» **Data supplied**:
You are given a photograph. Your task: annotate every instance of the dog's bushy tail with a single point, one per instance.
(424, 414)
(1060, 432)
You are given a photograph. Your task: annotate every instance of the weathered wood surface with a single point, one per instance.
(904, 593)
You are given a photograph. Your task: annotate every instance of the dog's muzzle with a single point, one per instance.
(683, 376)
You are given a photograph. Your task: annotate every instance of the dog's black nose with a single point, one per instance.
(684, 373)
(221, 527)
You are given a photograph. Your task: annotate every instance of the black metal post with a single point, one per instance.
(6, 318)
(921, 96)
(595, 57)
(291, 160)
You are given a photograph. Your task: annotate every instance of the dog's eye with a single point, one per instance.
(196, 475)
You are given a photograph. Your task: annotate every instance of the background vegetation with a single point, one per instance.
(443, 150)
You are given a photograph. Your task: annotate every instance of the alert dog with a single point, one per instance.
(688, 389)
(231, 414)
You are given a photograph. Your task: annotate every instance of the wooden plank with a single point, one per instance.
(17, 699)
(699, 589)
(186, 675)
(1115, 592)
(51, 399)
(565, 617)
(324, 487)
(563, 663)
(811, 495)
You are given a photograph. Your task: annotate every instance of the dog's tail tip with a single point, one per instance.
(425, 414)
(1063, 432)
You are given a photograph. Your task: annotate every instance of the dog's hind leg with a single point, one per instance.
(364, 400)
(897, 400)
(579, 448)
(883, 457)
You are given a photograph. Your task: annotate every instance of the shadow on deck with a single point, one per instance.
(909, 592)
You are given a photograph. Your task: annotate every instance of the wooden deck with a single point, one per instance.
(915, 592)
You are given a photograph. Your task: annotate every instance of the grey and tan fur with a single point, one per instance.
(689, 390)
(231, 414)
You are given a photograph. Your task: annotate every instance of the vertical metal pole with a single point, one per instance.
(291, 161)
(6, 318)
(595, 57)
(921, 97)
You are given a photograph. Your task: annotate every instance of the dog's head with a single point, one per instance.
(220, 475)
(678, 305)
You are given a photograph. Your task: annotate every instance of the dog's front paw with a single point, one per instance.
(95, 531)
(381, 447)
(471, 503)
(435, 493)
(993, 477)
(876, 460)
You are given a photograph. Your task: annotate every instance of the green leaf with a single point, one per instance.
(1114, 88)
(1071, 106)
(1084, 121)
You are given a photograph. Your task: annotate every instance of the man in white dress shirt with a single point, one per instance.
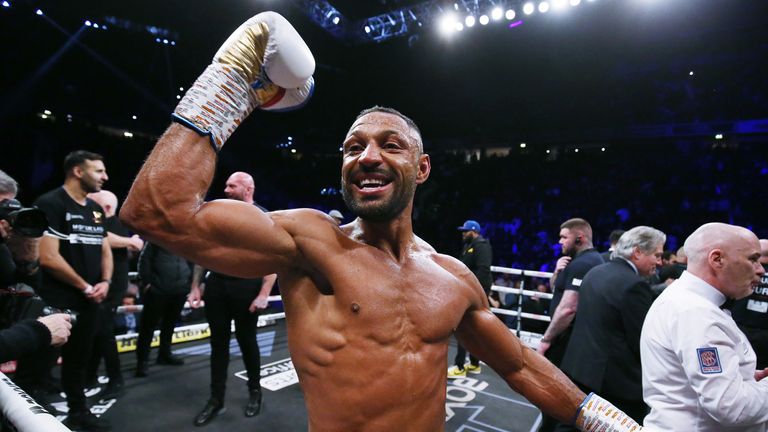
(698, 367)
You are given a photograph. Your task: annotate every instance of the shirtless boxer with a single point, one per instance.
(362, 300)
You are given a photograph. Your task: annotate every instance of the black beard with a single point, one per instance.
(380, 212)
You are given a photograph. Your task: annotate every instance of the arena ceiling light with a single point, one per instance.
(529, 8)
(447, 23)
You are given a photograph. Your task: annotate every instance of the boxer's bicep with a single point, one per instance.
(238, 239)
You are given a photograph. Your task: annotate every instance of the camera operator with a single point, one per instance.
(21, 334)
(76, 261)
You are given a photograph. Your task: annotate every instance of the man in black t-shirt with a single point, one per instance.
(477, 255)
(751, 313)
(105, 344)
(229, 298)
(579, 256)
(77, 270)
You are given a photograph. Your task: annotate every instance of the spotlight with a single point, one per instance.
(447, 23)
(528, 8)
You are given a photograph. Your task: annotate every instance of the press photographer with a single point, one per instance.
(20, 231)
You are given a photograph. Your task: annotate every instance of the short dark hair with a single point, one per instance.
(578, 224)
(78, 158)
(412, 124)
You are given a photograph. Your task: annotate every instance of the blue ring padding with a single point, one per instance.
(294, 108)
(184, 122)
(584, 402)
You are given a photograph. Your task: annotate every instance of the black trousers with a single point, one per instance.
(158, 308)
(227, 300)
(75, 355)
(105, 346)
(461, 357)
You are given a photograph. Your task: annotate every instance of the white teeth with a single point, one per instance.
(371, 183)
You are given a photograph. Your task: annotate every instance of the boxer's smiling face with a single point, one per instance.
(382, 165)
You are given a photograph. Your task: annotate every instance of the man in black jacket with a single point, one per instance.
(166, 278)
(603, 354)
(477, 256)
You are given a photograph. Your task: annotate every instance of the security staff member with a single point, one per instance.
(229, 298)
(698, 367)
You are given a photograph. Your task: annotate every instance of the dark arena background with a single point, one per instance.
(623, 112)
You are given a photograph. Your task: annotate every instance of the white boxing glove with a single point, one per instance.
(264, 63)
(598, 415)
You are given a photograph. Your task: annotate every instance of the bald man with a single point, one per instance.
(121, 243)
(751, 313)
(699, 371)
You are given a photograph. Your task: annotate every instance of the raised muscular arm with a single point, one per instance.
(165, 205)
(530, 374)
(264, 64)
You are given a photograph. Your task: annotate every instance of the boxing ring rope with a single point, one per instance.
(22, 413)
(529, 338)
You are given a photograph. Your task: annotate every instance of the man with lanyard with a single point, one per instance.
(227, 298)
(751, 313)
(77, 270)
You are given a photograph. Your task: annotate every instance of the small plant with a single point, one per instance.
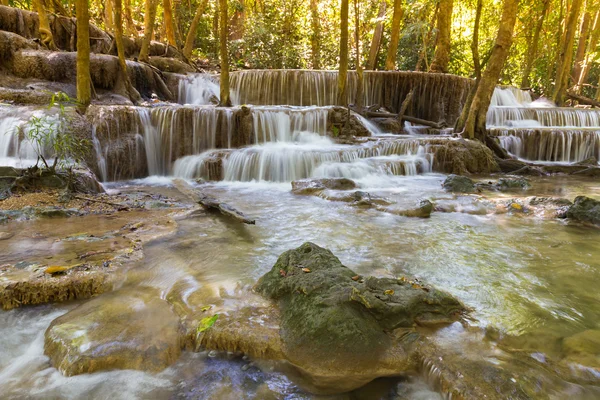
(53, 134)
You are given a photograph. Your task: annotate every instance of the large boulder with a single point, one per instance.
(459, 184)
(585, 209)
(117, 331)
(333, 321)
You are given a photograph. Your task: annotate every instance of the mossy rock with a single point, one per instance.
(329, 315)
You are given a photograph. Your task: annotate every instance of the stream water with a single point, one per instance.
(531, 282)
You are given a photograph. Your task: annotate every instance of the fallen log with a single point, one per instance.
(408, 118)
(583, 100)
(211, 203)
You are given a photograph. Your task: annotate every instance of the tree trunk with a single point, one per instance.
(44, 29)
(359, 83)
(315, 37)
(532, 46)
(133, 94)
(189, 41)
(343, 67)
(475, 41)
(84, 83)
(566, 54)
(149, 18)
(390, 61)
(426, 40)
(377, 35)
(109, 22)
(223, 36)
(129, 20)
(441, 57)
(474, 125)
(170, 31)
(588, 60)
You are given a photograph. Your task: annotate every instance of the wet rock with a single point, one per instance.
(312, 186)
(510, 165)
(423, 209)
(117, 331)
(583, 348)
(334, 327)
(391, 125)
(459, 184)
(506, 184)
(462, 157)
(585, 209)
(590, 162)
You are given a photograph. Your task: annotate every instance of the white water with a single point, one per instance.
(540, 131)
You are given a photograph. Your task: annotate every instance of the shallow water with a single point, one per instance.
(524, 277)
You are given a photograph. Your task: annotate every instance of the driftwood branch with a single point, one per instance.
(211, 203)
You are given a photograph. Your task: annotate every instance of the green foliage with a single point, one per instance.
(206, 323)
(52, 136)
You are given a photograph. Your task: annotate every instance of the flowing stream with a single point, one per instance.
(531, 282)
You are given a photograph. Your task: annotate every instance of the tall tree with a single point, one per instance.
(532, 45)
(223, 37)
(169, 27)
(44, 29)
(390, 61)
(133, 94)
(587, 62)
(474, 124)
(566, 54)
(189, 41)
(441, 57)
(377, 35)
(131, 30)
(584, 33)
(84, 83)
(359, 83)
(343, 67)
(149, 17)
(315, 37)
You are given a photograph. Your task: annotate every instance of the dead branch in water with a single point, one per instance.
(210, 202)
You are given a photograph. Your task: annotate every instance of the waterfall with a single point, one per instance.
(438, 97)
(540, 131)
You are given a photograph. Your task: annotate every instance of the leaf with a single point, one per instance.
(206, 323)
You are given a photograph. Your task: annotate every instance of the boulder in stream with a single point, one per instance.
(585, 209)
(459, 184)
(336, 326)
(93, 337)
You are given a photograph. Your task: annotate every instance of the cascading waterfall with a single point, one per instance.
(539, 131)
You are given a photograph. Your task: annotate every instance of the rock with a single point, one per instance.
(590, 162)
(332, 325)
(589, 172)
(585, 209)
(118, 331)
(312, 186)
(459, 184)
(505, 184)
(510, 165)
(463, 156)
(390, 125)
(423, 209)
(583, 348)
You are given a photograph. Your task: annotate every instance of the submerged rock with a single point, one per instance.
(335, 325)
(313, 186)
(459, 184)
(585, 209)
(117, 331)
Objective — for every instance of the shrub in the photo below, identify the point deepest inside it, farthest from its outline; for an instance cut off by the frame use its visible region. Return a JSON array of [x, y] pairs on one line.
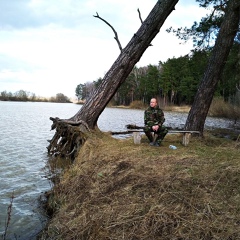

» **Problem statement**: Reproduce verbatim everything in the items above, from the line containing "the wooden deck" down to the line containing "(1084, 121)", with both of those lines included.

» **Answer to this exercise**:
You are given a photograph. Your task: annotate every instance of the wooden deck with a single point, one per instance.
(915, 592)
You are given a photograph. Your task: annotate every instance of the grey and tan fur with a single point, one per instance.
(689, 390)
(231, 414)
You are given a photograph. Your task: annotate every instance of the vertical metal pole with a single point, one per instance.
(291, 161)
(6, 318)
(595, 57)
(921, 97)
You are given a photograph. Your task: annotate every instance of the dog's head with a single point, one per instance.
(220, 475)
(678, 305)
You are given a photograph. Your task: annotate every instance of the dog's front paw with a single point, one per instance.
(95, 531)
(381, 447)
(471, 503)
(435, 493)
(993, 477)
(876, 460)
You are given a photograph. Your task: annotate every instance of the green leaf with a single point, one per instance.
(1114, 88)
(1071, 106)
(1084, 121)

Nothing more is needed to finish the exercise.